-- Source text follows --
To achieve 4D imaging, the researchers reconstructed multiple 3D images into cine loops that simulate foetal heartbeats. The loops allowed two cardiologists to visualize foetal blood flow, a component of heart health that can’t be easily observed with current prenatal imaging technologies.

While the MRI technique is similar to ones used for adult cardiac imaging, the team had to overcome numerous technical limitations for prenatal imaging, including correcting for foetal motion and a much faster heart rate.

The result is a “massive leap forward” for foetal cardiac MRI, according to Kuberan Pushparajah, the study’s second author and a senior lecturer in paediatric cardiology at King’s College London. “We will now be able to simultaneously study the heart structures and track blood flow through it as it beats using MRI for the first time,” Pushparajah said in a press release.

4D MRI

The research team tested the new 4D imaging method with seven foetal cases, including three healthy subjects, two subjects with right-sided aortic arches and two with other cardiac abnormalities. The subjects ranged from 24 to 32 weeks in gestational age.

When two foetal cardiologists assessed the 4D MR images, they observed pulsatile blood flow through the entire cardiac cycle. The blood flow patterns appeared as expected on both 2D and 3D visualizations, the authors noted in a paper published in Nature Communications.

The readers used the 4D images to successfully delineate 96% of 140 possible vessel segmentations. They also used the regions-of-interest to create flow curves, which had a 97% success rate and showed pulsatile, phasic blood flow in major arteries for most subjects.

One drawback of the imaging method was that it performed relatively poorly for visualizing flow through the ductus arteriosus (DA). When the readers graded their confidence in their delineation of all structures, they gave DA the lowest score by far, indicating the vessel boundary was poorly visualized. All other structures received scores showing that at least part of the vessel boundary was clearly defined.

The trouble with DA could be attributed to the MRI method’s low spatial resolution and long temporal resolution, which can result in blurring for the smallest boundaries. Other problems with the MRI technique included some inter-repeatability bias, including that one reader scored blood flows slightly faster than the other.

Despite these drawbacks, the readers still observed flow fastest in the outflow tracts and slower in the inferior vena cava and superior vena cava. This demonstrates the method’s efficacy for identifying flow abnormalities, according to co-lead study author Tom Roberts.

“The results in this paper are exciting because no one has been able to look at the foetal heart using MRI in four dimensions like this,” stated Roberts, a perinatal imaging research associate at King’s College London. “Doctors can start to measure how much blood is pumped out in each heartbeat, which can be used to tell how effectively the heart is performing.”

The method still needs to be optimized and tested at different field strengths, the authors noted. They also called for studies that compare their 4D imaging method to Doppler ultrasound.

The team hopes to one day use the method to perform better diagnosis of congenital heart disease (CHD). This is particularly important because some forms of CHD are difficult to diagnose on ultrasound.

“If CHD is detected prior to birth, then doctors can prepare appropriate care immediately after birth, which can sometimes be life-saving,” stated Roberts, “It also gives parents advance time to prepare, when otherwise the CHD might have been discovered at birth, which can be very stressful.”
-- Source text concluded --
-- Given data follows --
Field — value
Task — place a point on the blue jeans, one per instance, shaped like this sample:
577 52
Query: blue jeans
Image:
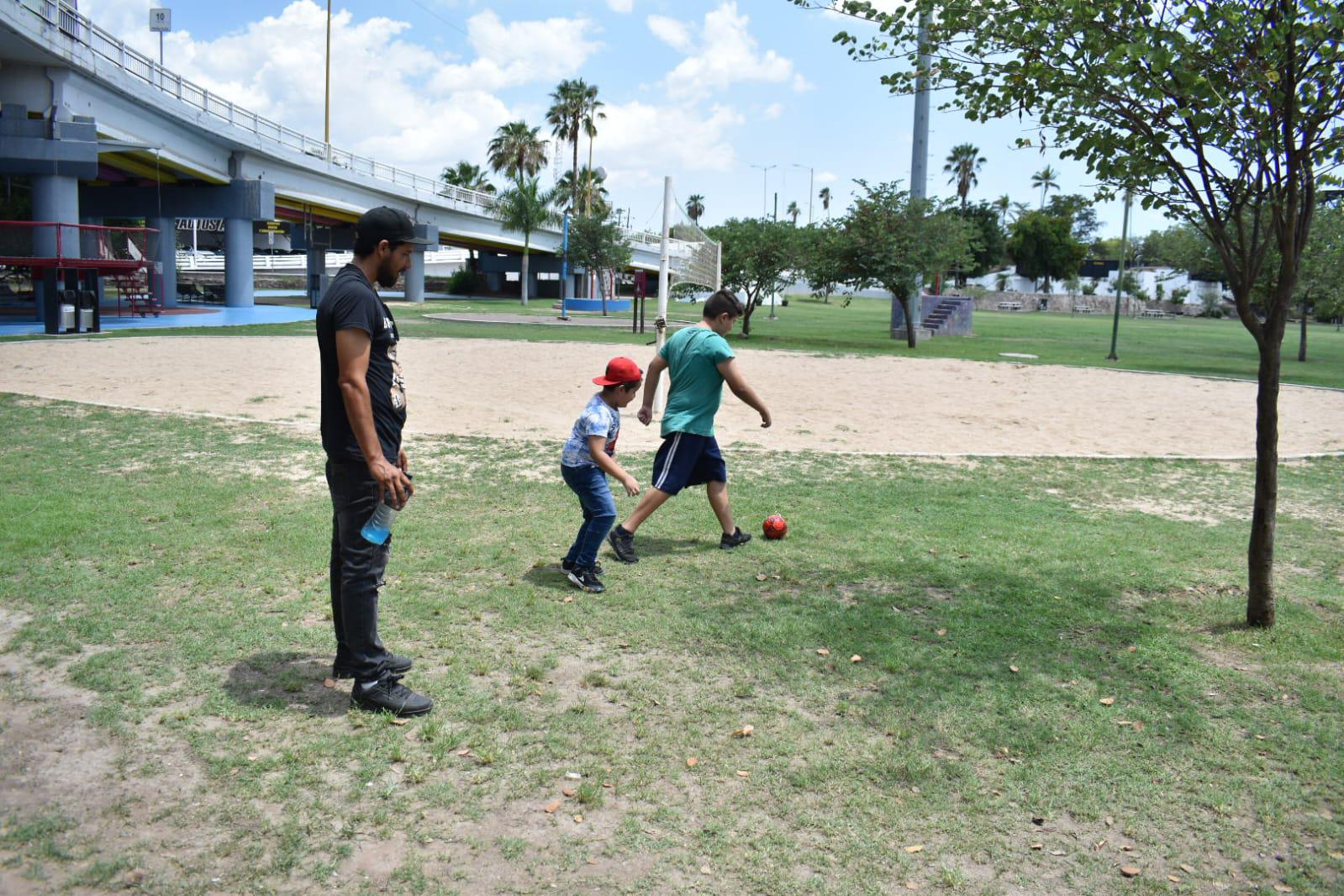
356 572
589 482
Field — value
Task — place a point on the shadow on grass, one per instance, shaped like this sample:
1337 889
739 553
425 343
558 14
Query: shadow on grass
287 680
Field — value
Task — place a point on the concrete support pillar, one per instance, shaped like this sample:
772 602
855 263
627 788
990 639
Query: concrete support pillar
415 278
166 260
316 276
238 273
56 198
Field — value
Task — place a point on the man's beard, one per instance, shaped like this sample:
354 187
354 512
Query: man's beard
387 274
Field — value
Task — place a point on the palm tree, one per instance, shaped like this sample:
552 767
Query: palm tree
586 192
695 207
1047 179
524 207
466 177
569 103
592 113
962 163
518 150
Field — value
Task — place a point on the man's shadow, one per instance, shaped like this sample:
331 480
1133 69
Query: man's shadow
287 680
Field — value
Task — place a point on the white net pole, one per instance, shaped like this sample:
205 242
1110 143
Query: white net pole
660 325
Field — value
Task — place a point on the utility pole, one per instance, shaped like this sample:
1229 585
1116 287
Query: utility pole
809 190
1120 277
918 166
327 119
765 172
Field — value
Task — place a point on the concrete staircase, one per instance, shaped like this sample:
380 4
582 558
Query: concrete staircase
937 319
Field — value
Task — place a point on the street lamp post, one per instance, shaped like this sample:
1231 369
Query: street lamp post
809 190
765 171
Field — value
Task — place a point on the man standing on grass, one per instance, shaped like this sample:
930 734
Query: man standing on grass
363 414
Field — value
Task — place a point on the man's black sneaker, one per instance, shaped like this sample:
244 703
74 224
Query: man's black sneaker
395 665
390 695
730 541
586 579
623 546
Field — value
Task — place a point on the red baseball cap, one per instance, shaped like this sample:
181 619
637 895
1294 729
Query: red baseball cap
619 370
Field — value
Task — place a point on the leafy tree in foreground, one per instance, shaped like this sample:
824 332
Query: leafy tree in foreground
1222 113
756 256
1045 247
524 207
894 240
597 244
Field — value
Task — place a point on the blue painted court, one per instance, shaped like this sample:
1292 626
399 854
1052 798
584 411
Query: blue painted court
184 316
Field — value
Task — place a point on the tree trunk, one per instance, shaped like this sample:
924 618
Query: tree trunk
1301 344
910 330
523 291
1260 555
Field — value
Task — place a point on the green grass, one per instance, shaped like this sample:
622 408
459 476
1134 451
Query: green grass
188 595
1182 345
-- Given data concluded --
— Problem 1 —
From the article on fetal heart MRI, write out the passage from "While the MRI" up to and including "faster heart rate.".
— Problem 2 —
According to the article on fetal heart MRI, what range of gestational ages did the subjects in the 4D imaging test span?

— Output 1 —
While the MRI technique is similar to ones used for adult cardiac imaging, the team had to overcome numerous technical limitations for prenatal imaging, including correcting for foetal motion and a much faster heart rate.

— Output 2 —
24 to 32 weeks